Can you print every one of the entries below, line for line, without changing a single character?

▶ _Task inputs_
* Begin *
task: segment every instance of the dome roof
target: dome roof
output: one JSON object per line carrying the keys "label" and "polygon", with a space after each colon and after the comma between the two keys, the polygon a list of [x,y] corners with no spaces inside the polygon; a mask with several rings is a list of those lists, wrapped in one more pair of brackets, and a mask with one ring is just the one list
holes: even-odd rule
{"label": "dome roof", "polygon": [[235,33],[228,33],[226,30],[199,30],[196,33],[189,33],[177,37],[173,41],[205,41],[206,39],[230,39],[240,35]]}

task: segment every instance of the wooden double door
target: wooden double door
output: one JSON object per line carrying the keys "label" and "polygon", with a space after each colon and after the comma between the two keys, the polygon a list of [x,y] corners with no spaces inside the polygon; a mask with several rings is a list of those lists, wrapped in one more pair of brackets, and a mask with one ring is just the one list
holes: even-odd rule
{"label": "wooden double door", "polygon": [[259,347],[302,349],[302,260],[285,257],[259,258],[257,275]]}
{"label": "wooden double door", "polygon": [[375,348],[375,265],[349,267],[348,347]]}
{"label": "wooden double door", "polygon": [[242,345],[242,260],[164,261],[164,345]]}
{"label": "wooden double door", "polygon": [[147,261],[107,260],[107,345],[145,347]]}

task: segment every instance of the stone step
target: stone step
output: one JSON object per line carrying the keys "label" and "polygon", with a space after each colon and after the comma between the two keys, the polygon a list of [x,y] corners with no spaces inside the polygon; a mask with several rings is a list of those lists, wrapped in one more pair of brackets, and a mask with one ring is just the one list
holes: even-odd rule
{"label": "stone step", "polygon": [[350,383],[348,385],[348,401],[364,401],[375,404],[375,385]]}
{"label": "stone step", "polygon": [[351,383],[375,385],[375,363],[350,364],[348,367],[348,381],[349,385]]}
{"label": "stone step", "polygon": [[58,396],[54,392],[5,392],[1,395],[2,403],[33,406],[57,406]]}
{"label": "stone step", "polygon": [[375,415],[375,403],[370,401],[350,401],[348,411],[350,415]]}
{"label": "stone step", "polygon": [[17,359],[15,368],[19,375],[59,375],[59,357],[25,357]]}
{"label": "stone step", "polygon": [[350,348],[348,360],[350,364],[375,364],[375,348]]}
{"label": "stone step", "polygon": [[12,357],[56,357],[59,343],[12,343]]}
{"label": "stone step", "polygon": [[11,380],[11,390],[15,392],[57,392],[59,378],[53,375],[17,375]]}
* End *
▶ _Result below_
task: segment every instance of the dome roof
target: dome roof
output: one JSON object per line carrying the keys "label" and "polygon", with a space after each colon and after the comma between the two keys, the polygon a list of [x,y] corners with no spaces inside the polygon; a mask with several rings is a list of those lists, wrapped in one more pair of brackets, and a mask with one ring is just the one list
holes: even-odd rule
{"label": "dome roof", "polygon": [[235,33],[228,33],[226,30],[199,30],[196,33],[189,33],[177,37],[173,41],[205,41],[206,39],[230,39],[240,35]]}

task: segment every instance of the wooden double door
target: wooden double door
output: one JSON object per line carrying the keys "label" and "polygon", with a space after each colon and after the comma between the two keys, the polygon a list of [x,y] corners with no spaces inside the polygon; a mask with several rings is a list of those lists, wrapped in one more pair of brackets, and a mask with one ring is just the one list
holes: even-odd rule
{"label": "wooden double door", "polygon": [[259,347],[302,349],[302,260],[285,257],[259,258],[257,275]]}
{"label": "wooden double door", "polygon": [[375,348],[375,265],[349,267],[348,347]]}
{"label": "wooden double door", "polygon": [[242,345],[242,260],[164,261],[164,345]]}
{"label": "wooden double door", "polygon": [[147,261],[107,260],[107,345],[145,347]]}

task: segment every instance of the stone step
target: stone step
output: one JSON object per line carrying the keys "label" and "polygon", with a space after each colon and after the comma between the two keys, the polygon a list of [x,y] corners with no spaces inside the polygon; a mask with several rings is a list of those lists, wrapped in one more pair of brackets, and a mask with one ring is just the one list
holes: even-odd rule
{"label": "stone step", "polygon": [[350,383],[348,385],[348,401],[364,401],[375,404],[375,385]]}
{"label": "stone step", "polygon": [[351,383],[375,385],[375,363],[350,364],[348,367],[348,381],[349,385]]}
{"label": "stone step", "polygon": [[58,396],[54,392],[5,392],[1,395],[2,403],[33,406],[57,406]]}
{"label": "stone step", "polygon": [[375,415],[375,403],[370,401],[350,401],[348,411],[350,415]]}
{"label": "stone step", "polygon": [[17,359],[15,368],[19,375],[59,375],[59,357],[25,357]]}
{"label": "stone step", "polygon": [[350,348],[348,360],[350,364],[375,364],[375,348]]}
{"label": "stone step", "polygon": [[12,357],[56,357],[59,343],[12,343]]}
{"label": "stone step", "polygon": [[11,380],[11,390],[15,392],[57,392],[59,378],[53,375],[17,375]]}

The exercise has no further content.